§ **Exercise task**:
Copy all of the records below verbatim.

§ **Given information**:
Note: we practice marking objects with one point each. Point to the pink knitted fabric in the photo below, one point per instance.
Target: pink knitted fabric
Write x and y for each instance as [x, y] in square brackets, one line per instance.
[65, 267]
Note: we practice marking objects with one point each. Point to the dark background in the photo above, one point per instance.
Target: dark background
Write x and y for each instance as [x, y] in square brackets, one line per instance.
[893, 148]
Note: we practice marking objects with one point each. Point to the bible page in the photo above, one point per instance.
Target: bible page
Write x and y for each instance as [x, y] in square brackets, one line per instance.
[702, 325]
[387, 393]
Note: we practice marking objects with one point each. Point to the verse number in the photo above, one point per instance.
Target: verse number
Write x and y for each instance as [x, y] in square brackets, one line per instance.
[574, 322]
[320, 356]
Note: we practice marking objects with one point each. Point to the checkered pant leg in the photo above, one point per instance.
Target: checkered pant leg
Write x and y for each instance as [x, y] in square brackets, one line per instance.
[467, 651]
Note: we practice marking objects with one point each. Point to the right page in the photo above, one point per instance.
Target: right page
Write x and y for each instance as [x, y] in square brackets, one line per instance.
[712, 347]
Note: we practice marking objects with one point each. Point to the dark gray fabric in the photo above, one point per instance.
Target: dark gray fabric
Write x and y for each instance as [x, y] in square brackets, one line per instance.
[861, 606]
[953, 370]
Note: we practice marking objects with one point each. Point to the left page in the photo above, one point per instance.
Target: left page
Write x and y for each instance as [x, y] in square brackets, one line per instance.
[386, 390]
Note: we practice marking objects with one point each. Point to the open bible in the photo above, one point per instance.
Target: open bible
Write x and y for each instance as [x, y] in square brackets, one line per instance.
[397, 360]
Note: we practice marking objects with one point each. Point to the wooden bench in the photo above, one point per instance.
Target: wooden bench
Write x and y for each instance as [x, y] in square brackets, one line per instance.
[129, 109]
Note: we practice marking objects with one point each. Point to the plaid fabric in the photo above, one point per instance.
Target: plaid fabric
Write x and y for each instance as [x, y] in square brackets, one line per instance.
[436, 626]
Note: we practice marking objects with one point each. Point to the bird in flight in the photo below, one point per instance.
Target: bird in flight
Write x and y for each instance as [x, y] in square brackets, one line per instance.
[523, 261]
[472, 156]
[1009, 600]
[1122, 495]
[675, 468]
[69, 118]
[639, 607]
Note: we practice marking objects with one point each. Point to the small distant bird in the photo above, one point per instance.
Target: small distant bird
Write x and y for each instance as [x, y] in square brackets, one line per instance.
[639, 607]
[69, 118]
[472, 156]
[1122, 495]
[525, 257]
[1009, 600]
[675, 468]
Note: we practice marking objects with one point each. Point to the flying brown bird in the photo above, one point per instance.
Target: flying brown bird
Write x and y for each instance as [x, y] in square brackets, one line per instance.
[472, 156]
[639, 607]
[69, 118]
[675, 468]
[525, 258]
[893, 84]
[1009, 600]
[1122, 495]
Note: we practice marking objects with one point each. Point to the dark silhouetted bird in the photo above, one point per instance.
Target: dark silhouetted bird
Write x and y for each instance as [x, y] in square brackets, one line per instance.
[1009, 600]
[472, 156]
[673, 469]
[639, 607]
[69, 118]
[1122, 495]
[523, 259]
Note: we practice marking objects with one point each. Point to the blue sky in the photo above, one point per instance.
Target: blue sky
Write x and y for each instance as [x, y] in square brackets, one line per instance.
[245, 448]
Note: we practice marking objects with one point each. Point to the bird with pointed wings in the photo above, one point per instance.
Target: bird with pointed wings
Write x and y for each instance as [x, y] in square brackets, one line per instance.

§ **Result**:
Note: we practice marking objects with one point each. Point to the pink knitted fabric in the photo below, one point per instance.
Target: pink knitted fabric
Write x and y for each instance as [x, y] in square brackets, one line per instance.
[65, 267]
Note: we practice marking objects with one point each. Point to the dark background in the photo above, one point per instance.
Target: dark background
Write x and y for each instance as [x, y] in square brackets, one line per instance.
[893, 148]
Note: we practice marking objects with one point each. Point to the bible page in the photo above, one point per instance.
Target: bible page
Write x and y for each instance as [x, y] in square brackets, one line per instance.
[702, 325]
[387, 393]
Note: we practice marking objects with one point each. Point to the verse number in the photo above, one point per instance.
Target: verse number
Write x and y for each instance as [x, y] in square brackets, one line per instance.
[574, 322]
[320, 356]
Note: we practice marking objects with one point each. Point to the checkered pant leg in the photo above, one point per instance.
Target: checkered pant leg
Write x and y for each instance as [x, y] in square brackets, one line per instance.
[467, 651]
Note: we practice marking objects with one point each. Point to the right page in the photo above, one point per instance.
Target: right page
Write x and y for each instance as [x, y] in square brackets, one line per instance.
[712, 347]
Note: we practice marking objects with one point each. Point to the dark gray fabric in the photo above, one point per instance.
Target: dark gray fabric
Write x and y for each instance as [x, y] in square brackets, one line per instance.
[861, 606]
[953, 370]
Note: we practice marking objects with one point each. Point to the left page in the photo above, one point per instance.
Target: left page
Write x and y for each instance as [x, y] in square brackets, one line per instance.
[386, 390]
Note: we practice marking objects with one point each. Point to the open bible in the photo above, one point per instance.
Target: open bible
Write x and y for each instance as [x, y] in square brackets, one line per instance.
[397, 360]
Note: we practice marking objects with one point each. Point to the wooden bench in the photo above, one point per instance.
Target: wooden bench
Write x and y for each instance as [x, y] in square brackets, one line per instance.
[129, 109]
Note: we practice marking objects with one point each. Point to the plaid fabric in the photo above, one point per instance.
Target: plaid fabric
Write x and y for each instance as [x, y] in square brackets, one line per instance.
[436, 626]
Note: we practice marking objects with one point each. Point to the bird in flight in the photo below, one point per instance.
Target: bird in flight
Write x and y for each instance as [x, y] in square brackets, one line per instance.
[523, 261]
[472, 156]
[1009, 600]
[1122, 495]
[675, 468]
[69, 118]
[639, 607]
Note: we practice marking objects with one point each. Point to the small distant bird in the photo above, one point per instance.
Target: small distant bird
Write x and y for each instance as [x, y] in square brackets, one line per instance.
[639, 607]
[69, 118]
[472, 156]
[1122, 495]
[525, 257]
[1009, 600]
[675, 468]
Note: we practice marking objects with one point each. Point to the flying brown bird in the photo above, one point per instance.
Target: flying brown bird
Write x and y for each instance as [x, y] in square brackets, one line per instance.
[472, 156]
[639, 607]
[69, 118]
[675, 468]
[525, 258]
[893, 84]
[1009, 600]
[1122, 495]
Note: we practice marking objects with one point each. Point to the dark silhouetted bird in the photo above, one point per instance.
Target: dark silhouetted bird
Write x and y for each instance as [x, y] in square brackets, one line per instance.
[1009, 600]
[472, 156]
[673, 469]
[639, 607]
[69, 118]
[1122, 495]
[523, 259]
Note: we practice marking objects with one point each. Point to the blue sky in the photo above, one point per instance.
Target: blue sky
Write x and y for each instance as [x, y] in square brackets, one line per instance.
[245, 448]
Note: we practice marking objects with one point each. Point to the bird with pointed wings in the photo above, one point per instance.
Target: bird with pointed wings
Write x and y for each instance as [x, y] in square brackets, one line per instance.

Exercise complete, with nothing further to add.